- _Records from a data collection_:
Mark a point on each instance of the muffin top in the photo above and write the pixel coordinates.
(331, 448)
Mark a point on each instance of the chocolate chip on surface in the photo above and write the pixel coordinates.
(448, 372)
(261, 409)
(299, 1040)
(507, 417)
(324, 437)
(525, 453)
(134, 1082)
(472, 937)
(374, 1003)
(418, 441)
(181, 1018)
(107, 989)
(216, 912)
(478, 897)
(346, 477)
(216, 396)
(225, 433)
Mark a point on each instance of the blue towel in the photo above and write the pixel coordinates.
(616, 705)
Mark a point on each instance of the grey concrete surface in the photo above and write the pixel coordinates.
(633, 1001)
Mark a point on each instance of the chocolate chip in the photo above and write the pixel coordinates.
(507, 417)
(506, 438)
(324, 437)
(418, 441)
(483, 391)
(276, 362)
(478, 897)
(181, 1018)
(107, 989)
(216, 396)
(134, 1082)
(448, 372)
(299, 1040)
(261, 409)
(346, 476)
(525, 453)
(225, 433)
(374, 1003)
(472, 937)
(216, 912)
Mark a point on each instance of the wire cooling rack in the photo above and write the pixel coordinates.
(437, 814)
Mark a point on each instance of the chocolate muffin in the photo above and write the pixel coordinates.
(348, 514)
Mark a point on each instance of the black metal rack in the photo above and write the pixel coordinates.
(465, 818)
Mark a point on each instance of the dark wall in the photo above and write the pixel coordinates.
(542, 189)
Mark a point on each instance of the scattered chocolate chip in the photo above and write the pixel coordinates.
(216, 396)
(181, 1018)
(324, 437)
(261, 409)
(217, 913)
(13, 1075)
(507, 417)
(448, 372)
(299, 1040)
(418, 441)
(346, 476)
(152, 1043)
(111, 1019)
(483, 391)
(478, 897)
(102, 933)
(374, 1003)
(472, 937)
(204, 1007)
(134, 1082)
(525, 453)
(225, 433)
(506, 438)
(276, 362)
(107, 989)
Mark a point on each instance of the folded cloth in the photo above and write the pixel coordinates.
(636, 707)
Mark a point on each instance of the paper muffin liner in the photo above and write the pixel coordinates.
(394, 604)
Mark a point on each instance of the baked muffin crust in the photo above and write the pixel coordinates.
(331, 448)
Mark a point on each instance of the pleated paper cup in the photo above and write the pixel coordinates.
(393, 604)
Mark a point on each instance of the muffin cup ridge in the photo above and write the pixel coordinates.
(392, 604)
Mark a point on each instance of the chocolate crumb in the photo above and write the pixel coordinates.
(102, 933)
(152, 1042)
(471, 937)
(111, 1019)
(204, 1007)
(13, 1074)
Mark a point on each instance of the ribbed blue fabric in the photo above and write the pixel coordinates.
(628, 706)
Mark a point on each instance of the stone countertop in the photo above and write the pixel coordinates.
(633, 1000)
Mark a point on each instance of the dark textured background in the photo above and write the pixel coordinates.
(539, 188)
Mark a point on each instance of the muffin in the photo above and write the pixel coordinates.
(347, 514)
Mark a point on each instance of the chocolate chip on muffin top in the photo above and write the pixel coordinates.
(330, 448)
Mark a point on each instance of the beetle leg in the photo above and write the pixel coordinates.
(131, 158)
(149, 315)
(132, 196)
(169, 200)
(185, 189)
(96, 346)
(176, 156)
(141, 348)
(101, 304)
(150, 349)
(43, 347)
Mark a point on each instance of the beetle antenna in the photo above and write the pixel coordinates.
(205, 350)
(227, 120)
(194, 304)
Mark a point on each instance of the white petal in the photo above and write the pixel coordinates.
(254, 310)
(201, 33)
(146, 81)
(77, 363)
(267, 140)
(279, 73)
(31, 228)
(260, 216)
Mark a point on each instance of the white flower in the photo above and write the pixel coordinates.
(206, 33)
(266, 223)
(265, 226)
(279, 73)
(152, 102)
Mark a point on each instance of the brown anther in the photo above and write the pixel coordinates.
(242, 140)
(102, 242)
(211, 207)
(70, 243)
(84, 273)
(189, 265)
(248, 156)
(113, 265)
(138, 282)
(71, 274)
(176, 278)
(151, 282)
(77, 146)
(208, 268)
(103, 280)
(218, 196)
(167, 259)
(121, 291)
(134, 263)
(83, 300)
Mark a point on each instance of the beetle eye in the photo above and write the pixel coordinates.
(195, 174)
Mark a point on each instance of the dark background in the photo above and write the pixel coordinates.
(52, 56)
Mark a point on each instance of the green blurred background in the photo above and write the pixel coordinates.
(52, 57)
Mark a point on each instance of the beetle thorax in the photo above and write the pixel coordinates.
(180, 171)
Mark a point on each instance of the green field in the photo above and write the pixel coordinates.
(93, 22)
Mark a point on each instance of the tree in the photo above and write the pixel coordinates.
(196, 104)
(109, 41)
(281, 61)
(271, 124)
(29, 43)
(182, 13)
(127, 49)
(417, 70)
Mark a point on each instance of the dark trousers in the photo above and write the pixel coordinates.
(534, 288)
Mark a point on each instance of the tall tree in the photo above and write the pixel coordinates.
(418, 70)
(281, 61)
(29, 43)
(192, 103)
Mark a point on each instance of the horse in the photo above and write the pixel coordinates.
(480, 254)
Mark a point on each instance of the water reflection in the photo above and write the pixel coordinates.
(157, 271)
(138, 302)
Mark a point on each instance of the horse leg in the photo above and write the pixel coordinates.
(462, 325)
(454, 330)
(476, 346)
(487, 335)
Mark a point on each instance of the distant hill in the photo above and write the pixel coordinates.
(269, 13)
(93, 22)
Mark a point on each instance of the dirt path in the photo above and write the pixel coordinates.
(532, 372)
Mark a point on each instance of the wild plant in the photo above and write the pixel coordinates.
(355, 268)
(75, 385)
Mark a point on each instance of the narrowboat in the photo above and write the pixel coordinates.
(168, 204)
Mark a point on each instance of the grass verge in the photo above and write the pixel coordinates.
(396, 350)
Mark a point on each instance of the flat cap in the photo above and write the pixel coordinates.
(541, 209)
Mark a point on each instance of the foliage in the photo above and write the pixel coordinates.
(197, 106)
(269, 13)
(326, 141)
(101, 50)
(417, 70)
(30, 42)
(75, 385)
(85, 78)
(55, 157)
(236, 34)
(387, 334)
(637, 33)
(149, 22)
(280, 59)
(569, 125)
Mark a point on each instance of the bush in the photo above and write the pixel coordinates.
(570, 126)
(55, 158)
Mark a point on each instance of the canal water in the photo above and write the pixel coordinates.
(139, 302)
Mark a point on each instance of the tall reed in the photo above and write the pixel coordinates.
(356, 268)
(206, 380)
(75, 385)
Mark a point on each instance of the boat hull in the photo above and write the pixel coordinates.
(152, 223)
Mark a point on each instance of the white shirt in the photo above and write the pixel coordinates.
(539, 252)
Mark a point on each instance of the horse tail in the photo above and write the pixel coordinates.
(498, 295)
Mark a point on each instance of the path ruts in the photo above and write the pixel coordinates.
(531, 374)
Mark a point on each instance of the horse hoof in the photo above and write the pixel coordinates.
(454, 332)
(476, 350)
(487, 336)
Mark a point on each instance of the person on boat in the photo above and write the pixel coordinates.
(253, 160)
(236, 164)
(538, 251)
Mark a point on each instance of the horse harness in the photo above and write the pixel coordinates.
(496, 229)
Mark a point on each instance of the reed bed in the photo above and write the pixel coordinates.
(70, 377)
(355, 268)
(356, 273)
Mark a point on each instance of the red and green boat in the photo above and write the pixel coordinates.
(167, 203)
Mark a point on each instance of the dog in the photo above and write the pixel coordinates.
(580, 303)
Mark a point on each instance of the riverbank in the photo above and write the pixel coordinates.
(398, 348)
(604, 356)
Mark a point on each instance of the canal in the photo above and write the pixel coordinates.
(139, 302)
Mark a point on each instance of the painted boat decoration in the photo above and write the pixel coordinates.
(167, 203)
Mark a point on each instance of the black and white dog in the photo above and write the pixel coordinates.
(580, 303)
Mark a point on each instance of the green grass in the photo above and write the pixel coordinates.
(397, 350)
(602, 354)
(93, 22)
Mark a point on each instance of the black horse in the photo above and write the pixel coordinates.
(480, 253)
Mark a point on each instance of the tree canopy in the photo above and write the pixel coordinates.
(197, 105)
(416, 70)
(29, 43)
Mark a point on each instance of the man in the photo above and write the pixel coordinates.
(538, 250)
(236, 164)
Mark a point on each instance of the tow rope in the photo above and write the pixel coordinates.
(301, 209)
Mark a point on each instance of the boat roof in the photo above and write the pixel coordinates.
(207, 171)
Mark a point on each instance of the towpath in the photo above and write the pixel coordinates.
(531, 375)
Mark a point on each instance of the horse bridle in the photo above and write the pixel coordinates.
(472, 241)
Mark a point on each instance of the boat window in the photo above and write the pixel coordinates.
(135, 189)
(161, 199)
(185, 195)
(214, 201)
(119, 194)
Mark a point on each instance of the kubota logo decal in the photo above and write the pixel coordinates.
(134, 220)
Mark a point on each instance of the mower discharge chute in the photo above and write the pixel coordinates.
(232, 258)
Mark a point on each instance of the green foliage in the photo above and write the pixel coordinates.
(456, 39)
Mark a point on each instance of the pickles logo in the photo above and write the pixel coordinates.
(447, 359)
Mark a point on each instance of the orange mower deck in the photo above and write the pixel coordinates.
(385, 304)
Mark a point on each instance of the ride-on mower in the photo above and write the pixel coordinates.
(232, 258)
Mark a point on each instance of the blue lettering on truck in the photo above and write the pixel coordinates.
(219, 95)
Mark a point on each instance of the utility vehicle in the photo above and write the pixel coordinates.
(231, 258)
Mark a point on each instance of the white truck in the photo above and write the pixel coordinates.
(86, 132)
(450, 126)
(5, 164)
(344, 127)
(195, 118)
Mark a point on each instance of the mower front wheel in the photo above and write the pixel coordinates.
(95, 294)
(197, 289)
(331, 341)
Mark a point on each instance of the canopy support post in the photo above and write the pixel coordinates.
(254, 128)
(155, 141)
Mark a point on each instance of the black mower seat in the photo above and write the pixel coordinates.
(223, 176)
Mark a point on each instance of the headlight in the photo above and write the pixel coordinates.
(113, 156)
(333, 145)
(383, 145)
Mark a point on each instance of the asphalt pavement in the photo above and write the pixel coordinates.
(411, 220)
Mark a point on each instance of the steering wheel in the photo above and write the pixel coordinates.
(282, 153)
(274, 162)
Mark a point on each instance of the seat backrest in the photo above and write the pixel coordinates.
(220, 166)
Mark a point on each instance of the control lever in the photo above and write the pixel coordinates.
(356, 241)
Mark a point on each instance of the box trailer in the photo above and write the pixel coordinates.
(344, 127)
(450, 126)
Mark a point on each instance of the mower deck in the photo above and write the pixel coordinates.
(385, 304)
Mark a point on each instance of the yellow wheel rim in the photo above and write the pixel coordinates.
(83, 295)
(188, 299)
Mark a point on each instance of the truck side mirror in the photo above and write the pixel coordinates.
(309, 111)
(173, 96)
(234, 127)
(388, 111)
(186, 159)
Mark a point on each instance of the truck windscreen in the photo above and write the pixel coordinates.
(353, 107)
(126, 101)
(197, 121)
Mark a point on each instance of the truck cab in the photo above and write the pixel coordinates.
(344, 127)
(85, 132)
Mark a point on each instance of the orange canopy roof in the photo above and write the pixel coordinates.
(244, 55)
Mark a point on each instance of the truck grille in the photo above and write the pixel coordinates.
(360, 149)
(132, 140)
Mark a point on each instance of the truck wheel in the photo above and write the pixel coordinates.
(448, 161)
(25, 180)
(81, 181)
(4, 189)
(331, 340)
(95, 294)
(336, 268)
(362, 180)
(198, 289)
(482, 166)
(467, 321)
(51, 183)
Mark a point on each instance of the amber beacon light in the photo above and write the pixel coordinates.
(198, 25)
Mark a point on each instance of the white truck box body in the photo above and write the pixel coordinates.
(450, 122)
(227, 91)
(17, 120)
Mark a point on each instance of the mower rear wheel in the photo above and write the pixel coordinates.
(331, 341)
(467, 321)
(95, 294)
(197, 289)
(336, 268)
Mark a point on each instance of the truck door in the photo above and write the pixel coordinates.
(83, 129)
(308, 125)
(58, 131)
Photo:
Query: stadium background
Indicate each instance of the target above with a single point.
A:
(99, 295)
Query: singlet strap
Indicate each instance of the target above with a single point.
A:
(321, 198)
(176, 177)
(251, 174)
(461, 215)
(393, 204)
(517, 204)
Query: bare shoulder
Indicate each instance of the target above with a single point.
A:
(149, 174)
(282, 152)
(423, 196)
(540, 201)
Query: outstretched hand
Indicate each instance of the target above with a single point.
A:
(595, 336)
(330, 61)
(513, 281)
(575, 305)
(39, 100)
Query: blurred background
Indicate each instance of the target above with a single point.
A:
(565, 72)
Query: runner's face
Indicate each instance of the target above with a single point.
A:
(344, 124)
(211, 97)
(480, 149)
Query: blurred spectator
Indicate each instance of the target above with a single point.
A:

- _Goal of the exercise_:
Could you copy every line from the records that has "Query" in it?

- _Exercise output_:
Query: stadium background
Query: singlet strap
Query: bare shoulder
Query: outstretched hand
Query: blurred background
Query: runner's face
Query: blurred spectator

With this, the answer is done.